>> START Given entries

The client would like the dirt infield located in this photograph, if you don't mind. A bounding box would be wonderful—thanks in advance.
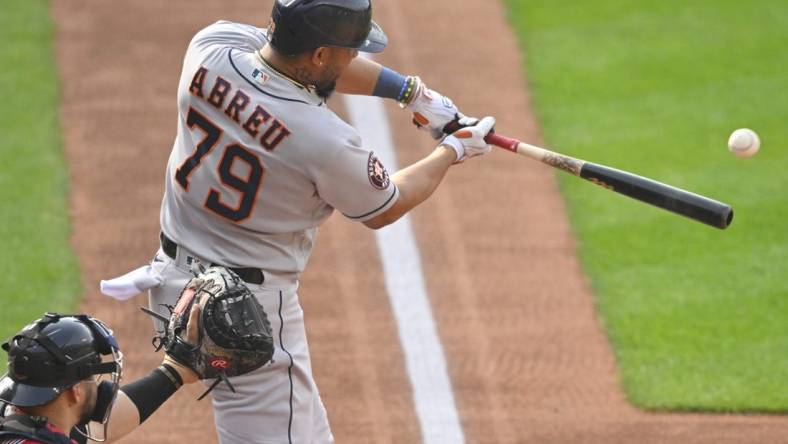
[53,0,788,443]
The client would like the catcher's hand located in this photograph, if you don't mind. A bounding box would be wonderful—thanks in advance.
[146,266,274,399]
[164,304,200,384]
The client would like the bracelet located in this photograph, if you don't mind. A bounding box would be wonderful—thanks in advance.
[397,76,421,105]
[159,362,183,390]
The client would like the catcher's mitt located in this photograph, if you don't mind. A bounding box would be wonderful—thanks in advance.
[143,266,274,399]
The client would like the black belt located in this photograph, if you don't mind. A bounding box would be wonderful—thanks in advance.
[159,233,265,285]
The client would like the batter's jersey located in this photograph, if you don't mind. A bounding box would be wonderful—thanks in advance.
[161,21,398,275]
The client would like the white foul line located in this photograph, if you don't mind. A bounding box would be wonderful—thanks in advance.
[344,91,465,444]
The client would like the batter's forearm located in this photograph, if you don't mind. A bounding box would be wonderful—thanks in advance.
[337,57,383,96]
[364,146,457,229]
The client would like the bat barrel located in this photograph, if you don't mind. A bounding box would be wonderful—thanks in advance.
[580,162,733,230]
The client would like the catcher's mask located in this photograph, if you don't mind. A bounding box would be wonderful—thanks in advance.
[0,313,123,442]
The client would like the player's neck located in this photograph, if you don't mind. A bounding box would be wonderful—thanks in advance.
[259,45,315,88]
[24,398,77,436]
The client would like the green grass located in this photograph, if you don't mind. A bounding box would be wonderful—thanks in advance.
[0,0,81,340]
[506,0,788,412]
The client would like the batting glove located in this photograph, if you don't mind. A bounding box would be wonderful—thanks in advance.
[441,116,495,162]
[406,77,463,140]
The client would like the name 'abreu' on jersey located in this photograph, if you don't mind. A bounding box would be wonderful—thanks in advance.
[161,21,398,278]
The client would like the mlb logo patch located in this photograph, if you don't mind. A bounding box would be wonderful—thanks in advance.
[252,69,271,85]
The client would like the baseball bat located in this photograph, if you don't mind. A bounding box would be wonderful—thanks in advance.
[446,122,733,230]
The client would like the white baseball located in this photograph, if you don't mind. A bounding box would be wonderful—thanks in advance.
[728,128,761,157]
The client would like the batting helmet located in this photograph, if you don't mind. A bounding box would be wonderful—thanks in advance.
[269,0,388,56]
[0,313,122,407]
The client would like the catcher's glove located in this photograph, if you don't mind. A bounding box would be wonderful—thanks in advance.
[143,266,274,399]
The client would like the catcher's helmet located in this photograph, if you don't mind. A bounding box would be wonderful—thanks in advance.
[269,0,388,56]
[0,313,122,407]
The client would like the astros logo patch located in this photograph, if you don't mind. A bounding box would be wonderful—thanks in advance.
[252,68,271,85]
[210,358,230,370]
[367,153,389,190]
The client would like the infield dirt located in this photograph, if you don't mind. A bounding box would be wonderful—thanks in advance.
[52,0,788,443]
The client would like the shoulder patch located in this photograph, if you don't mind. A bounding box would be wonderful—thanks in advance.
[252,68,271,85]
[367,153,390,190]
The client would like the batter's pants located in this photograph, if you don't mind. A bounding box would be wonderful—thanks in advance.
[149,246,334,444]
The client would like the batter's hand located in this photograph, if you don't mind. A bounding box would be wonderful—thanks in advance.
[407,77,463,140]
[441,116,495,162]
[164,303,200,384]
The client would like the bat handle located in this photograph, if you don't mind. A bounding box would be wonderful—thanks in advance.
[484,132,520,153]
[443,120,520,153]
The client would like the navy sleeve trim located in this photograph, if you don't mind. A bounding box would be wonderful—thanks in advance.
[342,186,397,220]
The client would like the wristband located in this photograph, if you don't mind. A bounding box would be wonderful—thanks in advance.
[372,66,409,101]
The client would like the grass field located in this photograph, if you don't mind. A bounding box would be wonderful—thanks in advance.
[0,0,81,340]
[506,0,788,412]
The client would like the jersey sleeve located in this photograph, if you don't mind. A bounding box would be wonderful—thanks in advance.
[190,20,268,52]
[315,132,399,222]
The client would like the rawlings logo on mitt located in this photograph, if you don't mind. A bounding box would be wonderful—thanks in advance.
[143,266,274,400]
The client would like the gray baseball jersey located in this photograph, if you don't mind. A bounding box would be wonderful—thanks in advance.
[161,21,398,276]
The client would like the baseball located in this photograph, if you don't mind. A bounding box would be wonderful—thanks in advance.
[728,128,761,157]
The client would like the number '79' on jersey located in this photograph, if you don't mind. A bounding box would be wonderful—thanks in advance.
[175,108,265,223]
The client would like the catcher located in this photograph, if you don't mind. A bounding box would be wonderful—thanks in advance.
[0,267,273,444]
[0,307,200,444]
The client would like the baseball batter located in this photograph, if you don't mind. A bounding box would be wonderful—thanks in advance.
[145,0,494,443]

>> END Given entries

What you have to do | Repeat all of the records above verbatim, omitting the pictures.

Response to the task |
The client would like the dirt infield located in this photograph, if you don't mind. A bounding box would be wonderful—thanks in advance.
[53,0,788,443]
The client would like the catcher's hand located in this photograph, if you don't mind. A bounding box would be wonderful—thanks in advance.
[146,266,274,399]
[164,304,200,384]
The client would like the bracelet located in this photograph, if you don't mind. A bounding box would be wonderful—thanks in advance.
[397,76,421,105]
[159,362,183,390]
The client would like the catcher's mitt located in this photograph, if you don't mind. A bounding box would be wonderful—thanks in advance.
[143,266,274,399]
The client would like the black belt located in this photograph, if you don't mind. A bounding box would be wonderful—thanks in advance.
[159,233,265,285]
The client would like the batter's jersey located in this photograph, if you don't mind. A bounding box would be wonderful—thanks in advance.
[161,21,398,275]
The client would like the white foul line located in this photograph, if you don't mind. A bounding box would be wonderful—thanks in advance.
[344,91,465,444]
The client would like the batter's forearm located in this photograph, if you don't mind. A bounding box would be wonderful—thanks in advance.
[337,57,383,96]
[364,146,457,229]
The client would like the bat barrel located in this photograph, if you don't mind. A bounding box would be wonderful—thanks in advance.
[580,162,733,230]
The client would like the catcher's mask located in this photograph, if you don't mind. A bounding box would be wonderful—thanks in advance.
[0,313,123,442]
The client would like the player's neck located in this photograph, if you don't mind. A bounding box would be wonderful—thanks in advance.
[259,45,315,88]
[24,398,77,436]
The client would like the green grass located in this photograph, if you don't mind. A bounding box would be wonderful—thanks in advance.
[0,0,81,340]
[506,0,788,412]
The client would like the batting glove located in this photograph, if you don't mind. A bounding box would be wonderful—thanks in advance.
[441,116,495,162]
[406,77,463,140]
The client would like the name 'abreu' on jersey located in this photograph, if you don't mind. A bounding box would be wonderful—thanks in advance.
[161,21,398,278]
The client would like the mlb logo patch located in this photograph, if you don't mind. A bounding box would be wonderful—thanks in advance.
[252,69,271,85]
The client would like the baseball bat located in this photograph, if you don't mind. A bounding box would be wonderful—thanks in advance.
[446,122,733,230]
The client would like the white baseball located in this photograph, if you don't mind. A bounding box would be wonderful—thanks in advance.
[728,128,761,157]
The client would like the batting helmet located in this photograph, if you don't mind. A bounding box would be wonderful—thanks in advance.
[269,0,388,56]
[0,313,122,407]
The client would like the catcher's glove located in this photograph, if you don't mind. A bounding box would be wonderful—thanks in advance.
[143,266,274,399]
The client would like the catcher's helmet located in this photograph, if you don't mind. A bounding box would be wonderful—thanks in advance.
[269,0,388,56]
[0,313,122,407]
The client would like the astros logo patch located in this photograph, if you don't mind. A bounding box would be wonderful—thanks in advance.
[252,68,271,85]
[210,358,230,370]
[367,153,389,190]
The client would like the infield dirt located in this photograph, if you don't mind. A bounding box would be wonderful—thanks in advance.
[52,0,788,443]
The client would like the shoulder patch located in this photograph, if you don't mind. A bounding box would be wonderful—thanks in advance.
[252,68,271,85]
[367,153,390,190]
The client would like the batter's pants located in this photograph, if you don't mind. A bounding box would be wonderful—thanks in advance.
[149,246,334,444]
The client would like the batter's hand located in this photograph, if you don't mind. A bounding box would be wonderful—thanks in advance.
[407,77,463,140]
[441,116,495,162]
[164,303,200,384]
The client would like the bat handle located in this photograph, if you don't mind. A bounding box would be wonderful—thanks in advance.
[484,132,520,153]
[443,120,520,153]
The client would like the navy sleeve trim located in this photograph, if you don't mind. A bounding box would be wonderful—thanks in advance.
[342,186,397,220]
The client would like the wristband located in this photograph, if you don't mind. A bounding box would be wonderful—thanks in advance.
[372,66,409,101]
The client would like the grass field located in this photograph, if you don't mind. A bounding box would be wonderful—thanks in advance.
[0,0,81,340]
[506,0,788,412]
The client would like the jersey sleeve located in this photograph, if you don't mind. A bounding box would be wonderful—thanks in advance.
[190,20,268,52]
[315,132,399,222]
The client would like the rawlings logo on mitt located in this photograph, if you don't mind. A bounding box would be wonderful—thanks in advance.
[143,266,274,400]
The client would like the gray baseball jersey located in this photograph, if you don't mind. A bounding box would be wonderful—thanks in advance.
[161,21,398,276]
The client would like the baseball located in this photograph, if you don't mind. A bounding box would be wonderful—thanks in advance.
[728,128,761,157]
The client would like the number '79' on jersey located in this photograph, if you don't mind. A bounding box would be wonderful—thanks in advance.
[175,108,265,223]
The client would like the catcher located in this photograph, if you don't mind. A bounding box would be wonderful—thanks in advance.
[0,267,273,444]
[0,307,200,444]
The client would like the baseball batter located in this photograph, if you don't mind. A bounding box would be wonderful—thanks in advance.
[145,0,494,443]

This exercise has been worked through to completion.